* [What this task involves]: For the word "police", state how many lines of the listing below contain it. Give the number and nothing more.
○ ○ ○ ○
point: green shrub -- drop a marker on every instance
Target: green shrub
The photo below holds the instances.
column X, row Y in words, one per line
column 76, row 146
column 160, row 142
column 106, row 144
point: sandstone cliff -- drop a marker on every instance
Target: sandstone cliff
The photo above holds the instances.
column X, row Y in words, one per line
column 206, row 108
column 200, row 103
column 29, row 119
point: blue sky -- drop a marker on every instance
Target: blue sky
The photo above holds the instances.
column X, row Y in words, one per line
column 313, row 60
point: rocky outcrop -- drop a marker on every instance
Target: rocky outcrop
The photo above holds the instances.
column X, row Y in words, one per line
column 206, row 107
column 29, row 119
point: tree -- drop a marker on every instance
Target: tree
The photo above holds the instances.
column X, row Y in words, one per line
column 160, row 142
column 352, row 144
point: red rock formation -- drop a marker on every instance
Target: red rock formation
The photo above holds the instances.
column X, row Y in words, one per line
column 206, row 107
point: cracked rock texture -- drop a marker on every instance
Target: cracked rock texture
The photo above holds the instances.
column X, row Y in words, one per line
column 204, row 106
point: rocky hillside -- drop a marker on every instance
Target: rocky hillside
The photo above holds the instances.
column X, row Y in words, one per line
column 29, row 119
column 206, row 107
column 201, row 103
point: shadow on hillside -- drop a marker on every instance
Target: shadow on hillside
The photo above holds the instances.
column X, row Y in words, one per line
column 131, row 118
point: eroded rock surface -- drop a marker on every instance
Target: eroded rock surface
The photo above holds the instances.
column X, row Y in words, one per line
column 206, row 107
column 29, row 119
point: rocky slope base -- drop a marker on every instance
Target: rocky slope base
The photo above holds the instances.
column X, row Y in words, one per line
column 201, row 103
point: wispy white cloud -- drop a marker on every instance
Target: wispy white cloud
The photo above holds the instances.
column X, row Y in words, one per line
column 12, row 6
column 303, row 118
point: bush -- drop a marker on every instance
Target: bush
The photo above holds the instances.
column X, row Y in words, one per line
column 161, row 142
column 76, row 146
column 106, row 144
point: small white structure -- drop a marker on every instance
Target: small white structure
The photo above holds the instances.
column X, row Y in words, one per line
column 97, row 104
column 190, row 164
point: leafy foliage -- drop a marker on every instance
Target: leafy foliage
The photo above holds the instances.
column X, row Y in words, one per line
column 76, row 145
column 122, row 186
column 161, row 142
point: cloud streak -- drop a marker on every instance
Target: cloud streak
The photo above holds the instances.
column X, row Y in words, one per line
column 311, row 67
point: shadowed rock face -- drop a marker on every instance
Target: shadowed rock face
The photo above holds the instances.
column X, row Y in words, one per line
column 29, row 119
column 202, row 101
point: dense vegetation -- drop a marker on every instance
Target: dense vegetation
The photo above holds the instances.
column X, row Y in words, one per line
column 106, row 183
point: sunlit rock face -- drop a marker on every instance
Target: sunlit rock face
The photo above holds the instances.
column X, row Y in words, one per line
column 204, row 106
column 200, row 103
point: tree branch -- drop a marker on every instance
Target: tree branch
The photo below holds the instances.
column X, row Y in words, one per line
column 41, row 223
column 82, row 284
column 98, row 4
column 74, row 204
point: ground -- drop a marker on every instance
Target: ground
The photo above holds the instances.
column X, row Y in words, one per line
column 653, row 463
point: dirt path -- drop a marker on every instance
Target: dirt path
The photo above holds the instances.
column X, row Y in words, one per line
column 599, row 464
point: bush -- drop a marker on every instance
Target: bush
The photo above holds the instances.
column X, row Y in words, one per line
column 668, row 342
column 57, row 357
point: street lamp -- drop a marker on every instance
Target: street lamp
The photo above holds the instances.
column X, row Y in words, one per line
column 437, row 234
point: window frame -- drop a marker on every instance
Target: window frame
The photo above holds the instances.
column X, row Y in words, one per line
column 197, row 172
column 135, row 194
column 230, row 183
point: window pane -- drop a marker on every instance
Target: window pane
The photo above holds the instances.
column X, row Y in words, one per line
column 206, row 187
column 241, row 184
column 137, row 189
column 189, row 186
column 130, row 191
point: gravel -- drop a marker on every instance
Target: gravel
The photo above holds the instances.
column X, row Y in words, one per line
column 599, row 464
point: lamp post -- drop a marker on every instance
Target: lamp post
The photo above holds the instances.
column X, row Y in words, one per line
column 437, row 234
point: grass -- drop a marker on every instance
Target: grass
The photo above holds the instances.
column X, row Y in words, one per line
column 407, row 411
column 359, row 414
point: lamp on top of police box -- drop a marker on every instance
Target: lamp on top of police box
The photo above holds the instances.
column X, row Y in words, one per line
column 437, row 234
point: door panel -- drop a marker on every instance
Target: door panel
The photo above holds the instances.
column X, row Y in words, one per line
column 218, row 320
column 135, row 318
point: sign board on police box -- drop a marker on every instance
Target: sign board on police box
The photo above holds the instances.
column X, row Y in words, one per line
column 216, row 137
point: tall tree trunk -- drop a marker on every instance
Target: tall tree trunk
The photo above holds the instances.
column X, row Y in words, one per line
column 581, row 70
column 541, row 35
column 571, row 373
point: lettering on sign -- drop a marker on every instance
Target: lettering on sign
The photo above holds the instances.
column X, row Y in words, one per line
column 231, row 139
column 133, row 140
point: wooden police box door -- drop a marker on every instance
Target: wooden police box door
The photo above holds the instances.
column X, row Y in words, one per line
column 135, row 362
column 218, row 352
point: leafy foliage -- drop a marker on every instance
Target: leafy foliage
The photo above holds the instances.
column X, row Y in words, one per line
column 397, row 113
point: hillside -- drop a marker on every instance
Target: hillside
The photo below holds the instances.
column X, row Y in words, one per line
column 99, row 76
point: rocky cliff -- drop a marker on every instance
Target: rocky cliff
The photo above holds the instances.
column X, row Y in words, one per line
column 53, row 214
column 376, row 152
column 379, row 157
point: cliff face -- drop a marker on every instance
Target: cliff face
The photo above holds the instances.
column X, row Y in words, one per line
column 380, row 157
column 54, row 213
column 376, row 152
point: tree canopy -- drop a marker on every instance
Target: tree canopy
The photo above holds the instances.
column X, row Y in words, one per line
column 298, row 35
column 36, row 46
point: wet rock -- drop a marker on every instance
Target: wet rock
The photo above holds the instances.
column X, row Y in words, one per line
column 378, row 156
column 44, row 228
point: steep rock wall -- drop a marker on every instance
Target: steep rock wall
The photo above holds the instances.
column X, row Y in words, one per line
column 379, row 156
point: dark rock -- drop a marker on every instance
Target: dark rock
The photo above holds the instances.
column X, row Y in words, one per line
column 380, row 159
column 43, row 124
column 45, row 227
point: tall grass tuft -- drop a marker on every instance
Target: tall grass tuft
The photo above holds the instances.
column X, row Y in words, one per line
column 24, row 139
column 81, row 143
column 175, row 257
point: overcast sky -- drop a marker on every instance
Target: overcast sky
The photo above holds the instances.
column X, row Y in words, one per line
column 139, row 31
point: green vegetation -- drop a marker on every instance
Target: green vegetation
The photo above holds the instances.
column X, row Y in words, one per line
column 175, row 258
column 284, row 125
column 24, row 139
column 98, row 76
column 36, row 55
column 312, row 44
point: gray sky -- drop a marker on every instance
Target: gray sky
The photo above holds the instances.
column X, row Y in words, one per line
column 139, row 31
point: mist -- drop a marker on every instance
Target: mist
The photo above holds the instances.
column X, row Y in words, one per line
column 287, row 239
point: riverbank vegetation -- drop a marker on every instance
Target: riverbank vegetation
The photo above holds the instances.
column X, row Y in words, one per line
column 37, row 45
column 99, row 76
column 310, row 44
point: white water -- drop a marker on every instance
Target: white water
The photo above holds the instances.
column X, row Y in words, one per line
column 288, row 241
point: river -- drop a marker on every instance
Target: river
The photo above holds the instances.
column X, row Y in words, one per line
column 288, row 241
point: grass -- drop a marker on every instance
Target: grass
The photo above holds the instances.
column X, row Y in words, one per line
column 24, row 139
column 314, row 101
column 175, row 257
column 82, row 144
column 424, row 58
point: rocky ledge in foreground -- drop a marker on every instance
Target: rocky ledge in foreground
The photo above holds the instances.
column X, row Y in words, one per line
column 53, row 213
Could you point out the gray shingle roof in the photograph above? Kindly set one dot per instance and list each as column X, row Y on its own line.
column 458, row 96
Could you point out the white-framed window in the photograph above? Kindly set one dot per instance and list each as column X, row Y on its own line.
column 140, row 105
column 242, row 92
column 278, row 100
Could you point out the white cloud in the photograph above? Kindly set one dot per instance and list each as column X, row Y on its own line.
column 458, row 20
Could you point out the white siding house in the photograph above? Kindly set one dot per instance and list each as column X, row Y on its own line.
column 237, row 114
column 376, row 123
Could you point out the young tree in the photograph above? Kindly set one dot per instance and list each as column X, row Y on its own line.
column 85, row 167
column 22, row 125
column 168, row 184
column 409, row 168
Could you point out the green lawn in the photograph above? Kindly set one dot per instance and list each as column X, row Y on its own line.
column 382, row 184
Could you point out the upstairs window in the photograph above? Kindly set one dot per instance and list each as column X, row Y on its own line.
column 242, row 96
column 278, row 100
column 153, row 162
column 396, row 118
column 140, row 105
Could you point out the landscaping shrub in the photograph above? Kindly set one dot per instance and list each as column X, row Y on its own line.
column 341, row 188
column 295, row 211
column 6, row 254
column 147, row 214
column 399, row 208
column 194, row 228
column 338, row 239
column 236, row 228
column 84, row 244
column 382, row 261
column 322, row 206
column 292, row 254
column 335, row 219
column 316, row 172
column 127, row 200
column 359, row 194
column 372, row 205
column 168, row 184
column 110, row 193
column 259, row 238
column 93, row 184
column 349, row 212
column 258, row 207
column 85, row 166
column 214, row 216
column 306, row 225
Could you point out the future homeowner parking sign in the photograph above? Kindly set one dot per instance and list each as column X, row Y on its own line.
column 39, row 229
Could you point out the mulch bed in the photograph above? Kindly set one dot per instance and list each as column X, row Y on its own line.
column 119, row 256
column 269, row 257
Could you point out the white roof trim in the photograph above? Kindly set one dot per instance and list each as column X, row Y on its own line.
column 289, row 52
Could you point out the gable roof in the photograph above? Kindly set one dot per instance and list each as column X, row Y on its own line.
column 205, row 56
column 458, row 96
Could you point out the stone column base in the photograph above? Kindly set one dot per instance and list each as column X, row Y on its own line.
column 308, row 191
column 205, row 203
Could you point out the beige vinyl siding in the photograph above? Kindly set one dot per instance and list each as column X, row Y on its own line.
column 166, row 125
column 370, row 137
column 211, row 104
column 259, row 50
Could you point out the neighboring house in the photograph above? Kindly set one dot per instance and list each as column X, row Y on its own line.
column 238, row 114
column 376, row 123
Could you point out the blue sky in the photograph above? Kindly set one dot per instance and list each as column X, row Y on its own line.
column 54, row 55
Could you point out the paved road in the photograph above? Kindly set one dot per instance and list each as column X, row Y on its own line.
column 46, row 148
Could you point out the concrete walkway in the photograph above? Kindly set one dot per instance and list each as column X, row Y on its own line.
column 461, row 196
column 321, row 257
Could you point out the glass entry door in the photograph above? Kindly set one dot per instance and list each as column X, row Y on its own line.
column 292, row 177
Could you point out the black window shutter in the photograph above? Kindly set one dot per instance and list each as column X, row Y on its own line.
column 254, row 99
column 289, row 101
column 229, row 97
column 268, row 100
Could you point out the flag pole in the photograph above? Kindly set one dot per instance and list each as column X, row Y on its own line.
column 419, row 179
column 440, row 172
○ ○ ○ ○
* [Task result]: 6